* _Stated goal_
Render everything in the data below, from the line containing "the brick paved" down to the line containing "[704,364,812,463]", as a JSON list of strings, one string per line and no blank lines.

* start *

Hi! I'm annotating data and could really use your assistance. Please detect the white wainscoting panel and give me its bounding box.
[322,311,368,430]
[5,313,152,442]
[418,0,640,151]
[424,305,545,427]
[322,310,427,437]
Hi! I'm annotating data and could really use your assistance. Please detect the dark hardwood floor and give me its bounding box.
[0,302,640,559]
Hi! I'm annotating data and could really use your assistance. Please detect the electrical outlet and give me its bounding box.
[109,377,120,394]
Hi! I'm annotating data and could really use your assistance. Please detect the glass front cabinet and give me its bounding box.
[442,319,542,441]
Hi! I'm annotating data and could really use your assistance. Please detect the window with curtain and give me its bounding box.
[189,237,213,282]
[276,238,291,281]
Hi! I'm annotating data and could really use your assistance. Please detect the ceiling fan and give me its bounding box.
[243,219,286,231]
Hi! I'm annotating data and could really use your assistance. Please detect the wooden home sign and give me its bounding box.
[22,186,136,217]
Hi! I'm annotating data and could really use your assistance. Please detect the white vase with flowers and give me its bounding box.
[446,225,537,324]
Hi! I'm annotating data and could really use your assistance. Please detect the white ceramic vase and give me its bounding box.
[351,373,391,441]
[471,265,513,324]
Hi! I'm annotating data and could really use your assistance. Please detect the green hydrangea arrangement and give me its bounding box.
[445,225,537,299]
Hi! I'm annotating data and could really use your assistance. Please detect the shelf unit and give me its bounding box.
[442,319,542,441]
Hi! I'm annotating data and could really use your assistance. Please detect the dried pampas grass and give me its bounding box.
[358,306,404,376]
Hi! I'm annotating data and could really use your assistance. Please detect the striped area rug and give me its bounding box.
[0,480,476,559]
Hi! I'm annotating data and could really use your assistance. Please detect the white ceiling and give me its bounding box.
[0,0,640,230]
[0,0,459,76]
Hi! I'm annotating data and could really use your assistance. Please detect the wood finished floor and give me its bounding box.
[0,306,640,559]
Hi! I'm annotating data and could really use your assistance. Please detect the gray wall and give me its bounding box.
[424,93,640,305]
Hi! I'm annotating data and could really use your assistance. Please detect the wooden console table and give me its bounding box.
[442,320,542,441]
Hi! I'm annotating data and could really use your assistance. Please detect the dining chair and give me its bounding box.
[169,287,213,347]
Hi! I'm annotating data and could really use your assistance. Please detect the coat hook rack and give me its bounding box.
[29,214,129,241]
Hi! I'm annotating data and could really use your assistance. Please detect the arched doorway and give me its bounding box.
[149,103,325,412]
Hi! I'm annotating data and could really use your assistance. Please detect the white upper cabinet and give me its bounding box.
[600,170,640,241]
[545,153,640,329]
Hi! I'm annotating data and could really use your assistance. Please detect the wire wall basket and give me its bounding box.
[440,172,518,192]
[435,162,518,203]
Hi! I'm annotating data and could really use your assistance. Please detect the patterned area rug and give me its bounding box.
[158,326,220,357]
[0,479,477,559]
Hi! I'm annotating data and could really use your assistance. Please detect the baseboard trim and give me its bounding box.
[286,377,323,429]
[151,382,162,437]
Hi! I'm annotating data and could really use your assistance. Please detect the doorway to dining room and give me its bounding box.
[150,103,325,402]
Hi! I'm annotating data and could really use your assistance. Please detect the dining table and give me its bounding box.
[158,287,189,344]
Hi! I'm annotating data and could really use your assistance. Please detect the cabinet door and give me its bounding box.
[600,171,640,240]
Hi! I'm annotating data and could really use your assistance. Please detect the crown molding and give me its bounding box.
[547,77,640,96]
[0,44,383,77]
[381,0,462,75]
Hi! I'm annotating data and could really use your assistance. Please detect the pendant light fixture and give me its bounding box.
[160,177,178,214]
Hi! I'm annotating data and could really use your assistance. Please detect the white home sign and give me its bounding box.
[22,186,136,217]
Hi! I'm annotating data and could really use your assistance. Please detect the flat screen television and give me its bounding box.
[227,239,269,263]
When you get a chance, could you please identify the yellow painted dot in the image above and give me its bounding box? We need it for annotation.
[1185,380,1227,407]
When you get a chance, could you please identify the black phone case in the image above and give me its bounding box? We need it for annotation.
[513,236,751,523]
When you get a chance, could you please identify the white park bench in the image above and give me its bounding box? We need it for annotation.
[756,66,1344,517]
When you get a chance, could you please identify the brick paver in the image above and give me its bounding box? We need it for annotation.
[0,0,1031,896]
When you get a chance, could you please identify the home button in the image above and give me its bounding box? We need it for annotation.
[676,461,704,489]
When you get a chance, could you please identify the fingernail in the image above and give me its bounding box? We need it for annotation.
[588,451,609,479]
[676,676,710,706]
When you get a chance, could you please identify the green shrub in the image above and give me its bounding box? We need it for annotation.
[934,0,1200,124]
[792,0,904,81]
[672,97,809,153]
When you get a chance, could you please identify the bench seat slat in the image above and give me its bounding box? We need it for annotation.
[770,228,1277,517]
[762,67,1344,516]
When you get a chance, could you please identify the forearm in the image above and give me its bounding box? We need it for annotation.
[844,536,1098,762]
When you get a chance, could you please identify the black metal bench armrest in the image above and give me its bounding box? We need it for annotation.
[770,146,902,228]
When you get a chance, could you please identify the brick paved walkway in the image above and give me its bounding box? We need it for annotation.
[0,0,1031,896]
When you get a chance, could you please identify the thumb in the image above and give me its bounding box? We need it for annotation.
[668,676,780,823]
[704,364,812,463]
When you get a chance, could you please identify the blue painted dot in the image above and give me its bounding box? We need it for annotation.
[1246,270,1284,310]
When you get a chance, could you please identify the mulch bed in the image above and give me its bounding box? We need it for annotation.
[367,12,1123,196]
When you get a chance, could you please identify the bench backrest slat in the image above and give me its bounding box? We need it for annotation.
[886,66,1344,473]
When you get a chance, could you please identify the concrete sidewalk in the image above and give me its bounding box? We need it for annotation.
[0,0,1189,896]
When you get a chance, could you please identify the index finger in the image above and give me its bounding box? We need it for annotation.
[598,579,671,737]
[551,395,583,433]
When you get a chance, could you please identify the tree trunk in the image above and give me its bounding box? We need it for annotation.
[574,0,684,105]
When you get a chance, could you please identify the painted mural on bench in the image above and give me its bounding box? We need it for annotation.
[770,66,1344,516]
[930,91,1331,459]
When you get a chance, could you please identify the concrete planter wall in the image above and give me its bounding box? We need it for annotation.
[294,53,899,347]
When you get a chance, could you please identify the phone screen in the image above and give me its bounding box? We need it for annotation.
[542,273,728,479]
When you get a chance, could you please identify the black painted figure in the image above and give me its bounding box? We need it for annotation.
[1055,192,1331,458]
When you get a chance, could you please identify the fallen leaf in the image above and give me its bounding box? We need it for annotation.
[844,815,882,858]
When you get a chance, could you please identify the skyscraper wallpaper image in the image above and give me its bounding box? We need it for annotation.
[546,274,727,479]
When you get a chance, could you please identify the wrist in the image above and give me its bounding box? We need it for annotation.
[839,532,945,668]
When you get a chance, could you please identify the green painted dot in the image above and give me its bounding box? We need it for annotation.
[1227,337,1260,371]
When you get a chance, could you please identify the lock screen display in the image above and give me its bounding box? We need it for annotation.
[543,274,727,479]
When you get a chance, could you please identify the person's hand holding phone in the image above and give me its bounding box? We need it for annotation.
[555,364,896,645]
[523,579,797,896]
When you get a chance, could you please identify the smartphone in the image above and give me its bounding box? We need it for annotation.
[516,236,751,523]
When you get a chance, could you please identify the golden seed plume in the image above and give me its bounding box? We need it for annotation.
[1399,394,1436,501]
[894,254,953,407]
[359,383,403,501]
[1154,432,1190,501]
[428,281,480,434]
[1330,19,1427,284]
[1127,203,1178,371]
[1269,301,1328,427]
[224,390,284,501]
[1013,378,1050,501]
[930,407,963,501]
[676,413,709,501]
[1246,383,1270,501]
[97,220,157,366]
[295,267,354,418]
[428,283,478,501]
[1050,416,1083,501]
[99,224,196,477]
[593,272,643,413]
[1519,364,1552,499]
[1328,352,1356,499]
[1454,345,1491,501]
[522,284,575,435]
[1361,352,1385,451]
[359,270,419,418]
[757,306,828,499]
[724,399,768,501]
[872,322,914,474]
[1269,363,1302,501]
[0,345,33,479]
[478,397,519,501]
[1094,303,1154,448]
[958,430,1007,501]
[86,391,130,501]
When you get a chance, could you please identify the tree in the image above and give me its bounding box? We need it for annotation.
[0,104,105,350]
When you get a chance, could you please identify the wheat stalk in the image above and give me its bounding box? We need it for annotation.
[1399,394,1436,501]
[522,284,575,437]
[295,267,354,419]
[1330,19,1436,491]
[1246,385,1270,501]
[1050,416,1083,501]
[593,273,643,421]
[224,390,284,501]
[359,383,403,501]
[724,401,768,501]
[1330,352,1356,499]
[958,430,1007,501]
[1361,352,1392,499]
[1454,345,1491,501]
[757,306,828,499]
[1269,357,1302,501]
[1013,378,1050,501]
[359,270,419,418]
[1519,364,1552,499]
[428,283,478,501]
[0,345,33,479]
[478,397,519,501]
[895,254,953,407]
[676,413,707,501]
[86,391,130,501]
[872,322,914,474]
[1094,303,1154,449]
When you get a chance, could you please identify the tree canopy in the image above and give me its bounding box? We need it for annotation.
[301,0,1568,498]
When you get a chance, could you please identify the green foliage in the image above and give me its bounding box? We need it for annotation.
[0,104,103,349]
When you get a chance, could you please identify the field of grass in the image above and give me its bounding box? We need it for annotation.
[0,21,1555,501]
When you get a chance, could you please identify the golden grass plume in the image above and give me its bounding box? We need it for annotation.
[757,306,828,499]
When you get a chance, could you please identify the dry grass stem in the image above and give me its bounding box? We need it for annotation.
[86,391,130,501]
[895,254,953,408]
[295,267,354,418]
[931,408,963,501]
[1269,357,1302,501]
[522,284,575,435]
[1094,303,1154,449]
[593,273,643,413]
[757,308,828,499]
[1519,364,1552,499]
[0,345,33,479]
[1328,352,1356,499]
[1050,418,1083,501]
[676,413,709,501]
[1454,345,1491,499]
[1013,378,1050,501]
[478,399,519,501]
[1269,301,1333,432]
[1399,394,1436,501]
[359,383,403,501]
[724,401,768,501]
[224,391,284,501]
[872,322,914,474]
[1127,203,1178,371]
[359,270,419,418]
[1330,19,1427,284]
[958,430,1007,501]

* end *

* _Written answer_
[
  "When you get a chance, could you please identify the brick paved walkway in the image above and give me its bounding box? We need it for annotation.",
  "[0,0,1031,896]",
  "When you get a chance, could you please identify the thumb in the image above and give me its bounding box? We need it for annotation.",
  "[668,676,780,823]",
  "[704,364,812,463]"
]